* [Input data]:
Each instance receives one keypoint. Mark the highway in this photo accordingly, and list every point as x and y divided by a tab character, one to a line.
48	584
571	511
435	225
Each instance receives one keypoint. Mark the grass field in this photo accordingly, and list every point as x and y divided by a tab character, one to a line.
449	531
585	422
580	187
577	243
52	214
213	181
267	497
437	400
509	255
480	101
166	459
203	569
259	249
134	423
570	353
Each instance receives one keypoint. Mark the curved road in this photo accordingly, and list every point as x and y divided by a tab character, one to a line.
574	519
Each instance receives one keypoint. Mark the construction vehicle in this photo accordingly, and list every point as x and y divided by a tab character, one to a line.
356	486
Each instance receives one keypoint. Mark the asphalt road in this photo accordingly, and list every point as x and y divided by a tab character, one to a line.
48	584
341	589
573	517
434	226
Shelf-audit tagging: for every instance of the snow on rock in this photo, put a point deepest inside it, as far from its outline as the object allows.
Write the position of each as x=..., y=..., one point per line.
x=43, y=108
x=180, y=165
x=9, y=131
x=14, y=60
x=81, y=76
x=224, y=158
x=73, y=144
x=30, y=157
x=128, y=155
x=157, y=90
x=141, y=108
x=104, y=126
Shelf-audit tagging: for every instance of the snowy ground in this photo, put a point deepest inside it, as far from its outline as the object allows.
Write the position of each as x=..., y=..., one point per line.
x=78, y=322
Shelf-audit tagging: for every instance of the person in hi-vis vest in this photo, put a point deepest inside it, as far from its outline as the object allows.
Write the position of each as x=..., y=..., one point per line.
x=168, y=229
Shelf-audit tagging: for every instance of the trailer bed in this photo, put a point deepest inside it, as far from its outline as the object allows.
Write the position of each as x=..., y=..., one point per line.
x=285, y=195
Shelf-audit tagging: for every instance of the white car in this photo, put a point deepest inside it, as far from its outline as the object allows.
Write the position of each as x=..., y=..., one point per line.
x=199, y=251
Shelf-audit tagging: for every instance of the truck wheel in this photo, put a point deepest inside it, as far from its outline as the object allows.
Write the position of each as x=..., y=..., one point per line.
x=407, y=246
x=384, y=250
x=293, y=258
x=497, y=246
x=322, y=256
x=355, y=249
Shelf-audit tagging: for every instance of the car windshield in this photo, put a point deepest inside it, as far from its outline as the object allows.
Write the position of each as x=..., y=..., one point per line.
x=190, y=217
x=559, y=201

* [Assignment]: Nothing beyond the lines from the start of the entries through the line with "Shelf-audit tagging: for every instance of the person" should appear. Repeat those lines exactly, both ends included.

* [Result of this task]:
Each instance receives one keypoint. Mark the highway in this photo accordingly, and list every point as x and y divided by a tab character, one to a line.
48	584
571	511
435	225
Each instance receives one keypoint. Mark the grass field in this photo accordingly, and list every point as x and y divided by a tab character, one to a line.
449	531
585	422
580	187
577	243
52	214
213	181
267	497
437	400
509	255
480	101
166	459
203	569
259	249
134	423
570	353
Each instance receives one keypoint. Mark the curved road in this photo accordingly, and list every point as x and y divided by a tab character, one to a line.
574	519
Each instance receives one keypoint. Mark the construction vehicle in this photo accordingly, and list every point as x and y divided by a tab character, one to a line.
356	486
Each instance receives one keypoint. Mark the asphalt road in this photo accordingly, and list every point as x and y divided by a tab character, one to a line.
48	584
341	589
573	517
434	226
Shelf-audit tagging: for every instance of the snow on rock in this photo, put a point deepest inside it, as far from its outline as the object allows.
Write the position of each as x=..., y=..., one point per line.
x=43, y=108
x=180, y=165
x=9, y=131
x=14, y=60
x=81, y=76
x=224, y=158
x=73, y=144
x=30, y=157
x=128, y=155
x=157, y=90
x=141, y=108
x=104, y=126
Shelf-audit tagging: for every instance of the snowy ground in this photo, put a point deepest inside it, as far from its outline as the object allows.
Write the position of each as x=..., y=..., one point per line.
x=78, y=322
Shelf-audit tagging: for every instance of the person in hi-vis vest in this photo, put a point deepest inside it, as far from its outline as the object allows.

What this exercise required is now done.